start Entries provided
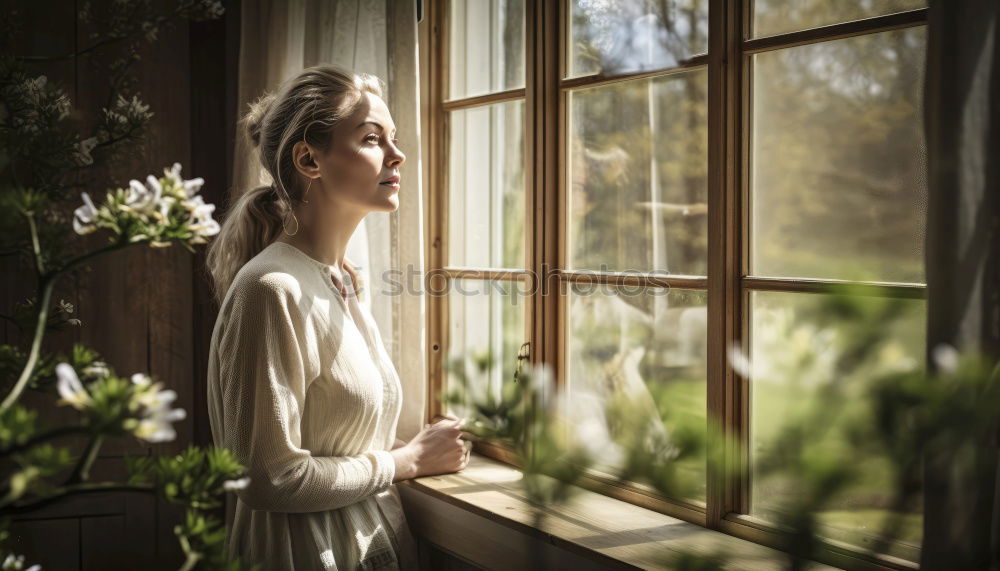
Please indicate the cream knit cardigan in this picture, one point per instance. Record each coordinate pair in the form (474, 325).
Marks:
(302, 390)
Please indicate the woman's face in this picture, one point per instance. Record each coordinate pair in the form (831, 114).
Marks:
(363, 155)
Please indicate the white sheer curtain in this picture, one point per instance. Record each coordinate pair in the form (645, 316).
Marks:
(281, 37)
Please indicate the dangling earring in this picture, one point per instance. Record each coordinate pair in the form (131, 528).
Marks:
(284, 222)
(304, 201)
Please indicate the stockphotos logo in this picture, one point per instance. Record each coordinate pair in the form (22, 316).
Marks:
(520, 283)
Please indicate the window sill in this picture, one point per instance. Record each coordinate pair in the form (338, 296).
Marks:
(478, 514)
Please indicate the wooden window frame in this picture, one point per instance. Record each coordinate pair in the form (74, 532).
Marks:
end Entries provided
Task description - Rewrite all the rows above, swapping each "indicate" for "mark" and changing nothing else. Leave the pictures out of your answer.

Complete output -
Please mark the cream knit cardigan in this picture, one point per instance. Record each coordinate pair in the form (474, 325).
Marks:
(302, 390)
Please mark the woman's face in this picture, one point per instance. Record each coordinate pair in the form (831, 114).
Marks:
(363, 155)
Please mark the white sheer curtain in this picture, one point per instance. Record each coordinate pair in the form (645, 316).
Marks:
(281, 37)
Please mark the dangling earring in this picture, one point per instance. Record each coordinate pair in the form (131, 528).
Marks:
(284, 222)
(304, 201)
Please mark the stockphotos logo in this picture, one point per instance. Record each coordinate pair in the form (22, 316).
Marks:
(520, 283)
Please mark the window sill in this picture, one point per instance. Record each coordinate pair in the form (338, 296).
Marks:
(478, 514)
Please mark the wooden window frame in this picture, one point per instance. Record each coordinate pair in the form (74, 532).
Marks:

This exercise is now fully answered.